Isso posto, é válido observar que o arrefecer não apenas descreve a imagem decadente, como também retrata, metaforicamente, um sentimento de melancolia que assoberba o poeta. O arrefecer está diretamente ligado ao declínio da vida, isso já timbrado pela imagem dos olmos pendidos como se desgastados ou destituídos de vigor físico. Assim, a imagem é reforçada e o que outrora era tomado apenas por fraqueza física passa a ser, paralelamente à primeira ideia, languidez e inércia, voltando à fraqueza psíquica introduzida em “Inscrição”.

Dessa passagem do físico (sensação) ao psicológico (pensamento) se manifesta uma atmosfera negativa que rompe com qualquer possibilidade ou pensamento de vitalidade. O negativismo se revela puramente pela ausência de imagens ou pensamentos positivos que poderiam, ao mínimo, anular o desejo de aniquilação ou negação da vida presente no poema.

Para respaldar nosso pensamento, Gumbrecht observa:

Para passar da sensação ao pensamento, a alma atravessa uma posição de equilíbrio na qual a sensibilidade e a razão atuam simultaneamente. Sensibilidade e razão combinam-se para suspender a energia que determina ambas; isto é, o antagonismo delas gera sua negação (GUMBRECHT, 2014, p. 18).

Desse antagonismo entre sensibilidade e razão surgem imagens que reiteram o tom de negação presente no poema. O diálogo da consciência com o coração endossa nosso raciocínio e ainda corrobora, sem ressalvas, a desarticulação do espaço-tempo, resultando na estagnação temporal e negando, por consequência desta estagnação, a vida e a morte.

Sobre esse conceito do espaço-tempo, Oscar Lopes estatui:

Camilo Pessanha traz à poesia portuguesa toda a dinâmica até então insuspeitada do momento subjetivo no domínio da percepção, desarticulando as dimensões do espaço-tempo como dados mecanicamente exteriores, desarticulando a perspectiva puramente geométrica [...], mobilizando os modos afetivos de reação à realidade sensorial (LOPES, 1989, p. 136).

O que Oscar Lopes afirma ser “momento subjetivo no domínio da percepção” se traduz na sutileza com que as coisas passam do estado físico (os olmos pendendo sob o peso da neve) ao estado psíquico (o arrefecer metafórico das cinzas sobre o brasido). A conclusão da ideia se dá por intermédio de outra imagem que se evoca à leitura do terceiro verso: “Noites da serra, o casebre transido...”. Não obstante a anulação da alma oriunda da combinação entre razão e sensibilidade, a imagem da habitação em meio às noites da serra transmite um sentimento lúgubre que evoca as premissas pessimistas do meio caminho entre vida e morte.

+ + + + +

#### Conjunto de tarefas
1. Diga se cada afirmação concorda com o trecho, respondendo sim ou não e citando literalmente as palavras do trecho que decidem: (a) A citação de Gumbrecht é de uma obra de 2014. (b) O negativismo se revela pela presença de imagens positivas. (c) A imagem do casebre é evocada na leitura do terceiro verso.
2. Transcreva do trecho, sem alterar nada, a parte que começa nas palavras “Dessa passagem do” e termina depois de “2014, p. 18).”.
Os dados vêm de uma fonte diferente da do trecho.

#### Dados registrados
+ + + + +

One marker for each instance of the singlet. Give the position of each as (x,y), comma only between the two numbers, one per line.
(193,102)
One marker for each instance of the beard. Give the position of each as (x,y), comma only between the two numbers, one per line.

+ + + + +

#### Respostas escritas
1.
(a) Sim: “(GUMBRECHT, 2014, p. 18)”.
(b) Não: “O negativismo se revela puramente pela ausência de imagens ou pensamentos positivos”.
(c) Sim: “outra imagem que se evoca à leitura do terceiro verso”.

2.
Dessa passagem do físico (sensação) ao psicológico (pensamento) se manifesta uma atmosfera negativa que rompe com qualquer possibilidade ou pensamento de vitalidade. O negativismo se revela puramente pela ausência de imagens ou pensamentos positivos que poderiam, ao mínimo, anular o desejo de aniquilação ou negação da vida presente no poema.

Para respaldar nosso pensamento, Gumbrecht observa:

Para passar da sensação ao pensamento, a alma atravessa uma posição de equilíbrio na qual a sensibilidade e a razão atuam simultaneamente. Sensibilidade e razão combinam-se para suspender a energia que determina ambas; isto é, o antagonismo delas gera sua negação (GUMBRECHT, 2014, p. 18).